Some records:
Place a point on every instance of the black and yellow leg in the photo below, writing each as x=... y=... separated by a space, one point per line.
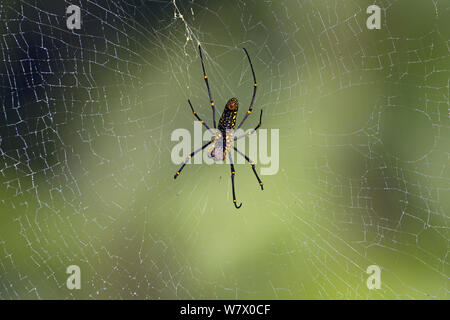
x=211 y=101
x=233 y=172
x=255 y=86
x=189 y=157
x=253 y=166
x=252 y=131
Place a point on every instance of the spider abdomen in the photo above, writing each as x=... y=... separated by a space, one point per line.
x=228 y=119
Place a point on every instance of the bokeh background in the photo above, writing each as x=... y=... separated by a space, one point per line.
x=86 y=176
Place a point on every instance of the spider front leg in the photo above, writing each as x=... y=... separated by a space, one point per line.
x=233 y=172
x=211 y=101
x=252 y=164
x=189 y=157
x=255 y=86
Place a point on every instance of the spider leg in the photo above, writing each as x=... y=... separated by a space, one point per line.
x=189 y=157
x=232 y=180
x=198 y=118
x=255 y=85
x=252 y=164
x=252 y=131
x=207 y=86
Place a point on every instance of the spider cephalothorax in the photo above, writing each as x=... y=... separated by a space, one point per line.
x=223 y=138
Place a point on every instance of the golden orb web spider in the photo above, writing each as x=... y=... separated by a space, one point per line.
x=223 y=134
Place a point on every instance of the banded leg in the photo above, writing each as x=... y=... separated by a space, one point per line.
x=189 y=157
x=252 y=164
x=255 y=85
x=233 y=172
x=211 y=102
x=252 y=131
x=198 y=118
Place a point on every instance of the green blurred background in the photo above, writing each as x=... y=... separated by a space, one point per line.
x=87 y=177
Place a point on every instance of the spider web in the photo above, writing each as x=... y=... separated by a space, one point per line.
x=86 y=174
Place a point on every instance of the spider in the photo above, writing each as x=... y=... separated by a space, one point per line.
x=223 y=134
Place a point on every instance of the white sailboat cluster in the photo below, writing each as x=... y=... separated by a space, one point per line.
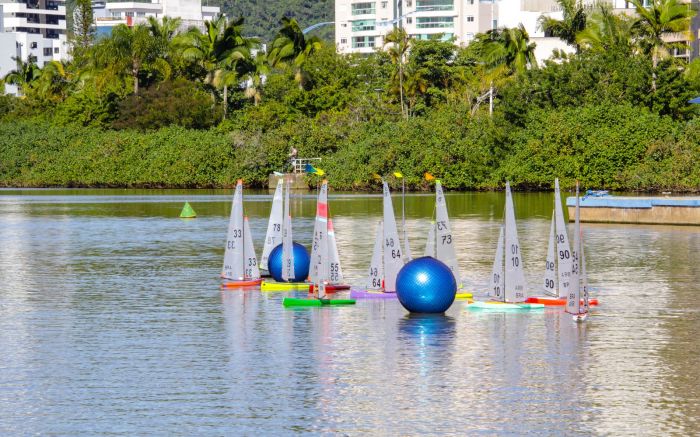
x=577 y=301
x=240 y=263
x=324 y=270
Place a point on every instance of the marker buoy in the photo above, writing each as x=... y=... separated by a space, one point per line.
x=187 y=211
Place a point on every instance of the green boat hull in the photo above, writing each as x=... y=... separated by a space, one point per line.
x=301 y=302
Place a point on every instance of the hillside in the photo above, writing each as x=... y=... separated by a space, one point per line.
x=262 y=17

__GOAL__
Render everything from the line containing "Place a point on every instance of the spider abdomen" down to the line containing "x=324 y=270" as a two-column CSV with the header instruction,points. Give one row per record, put each value in a single quoted field with its line breaks turned into spaces, and leave the pictures out.

__RESPONSE TO THIS TASK__
instruction,points
"Place a point on every instance of the spider abdomen in the photo above, writing each as x=... y=... separated by a space, one point per line.","x=228 y=119"
"Place a point on every instance of the bokeh background in the photo above, writing each as x=... y=... separated by a space, one point per line.","x=86 y=176"
"Place a point on every instance of the spider front leg in the photo above, writing each as x=... y=... separated by a space, one point per line.","x=233 y=172 x=211 y=101 x=252 y=164 x=189 y=157 x=255 y=86"
"Place a point on every instance of the spider leg in the photo above, writing each as x=... y=... separated by a space, one point per line.","x=189 y=157 x=232 y=180 x=198 y=118 x=255 y=85 x=252 y=164 x=252 y=131 x=207 y=86"
"Place a point on every instance of the spider cephalothorax in the photo above, writing each as x=... y=... separated by a space, one point per line.","x=223 y=138"
"Place a point on every instance of the golden orb web spider in the photo above, writing each as x=... y=... separated by a space, one point per line.","x=223 y=134"
"Place a point on every instance of the banded leg in the photo above, writing each as x=... y=... separated by a space, one point per line.","x=189 y=157 x=252 y=164 x=255 y=85 x=233 y=172 x=211 y=102 x=252 y=131 x=198 y=118"
"Place a point on every instance of the green blurred background in the photo above, writing each as x=... y=... separated by a space, one point per line.","x=87 y=177"
"Place a point on every instance of the spider web in the photo above, writing each as x=... y=... separated by a space, one point per line.","x=86 y=174"
"Place a point on every instance of the spider in the photo above, writing each as x=... y=... separated by a space, one point per line.","x=223 y=134"
"Place a point on every instance of the white sailboat cluster in the photo below, writing each as x=... y=... separated by a space, one point per line.","x=577 y=301 x=240 y=263 x=324 y=270"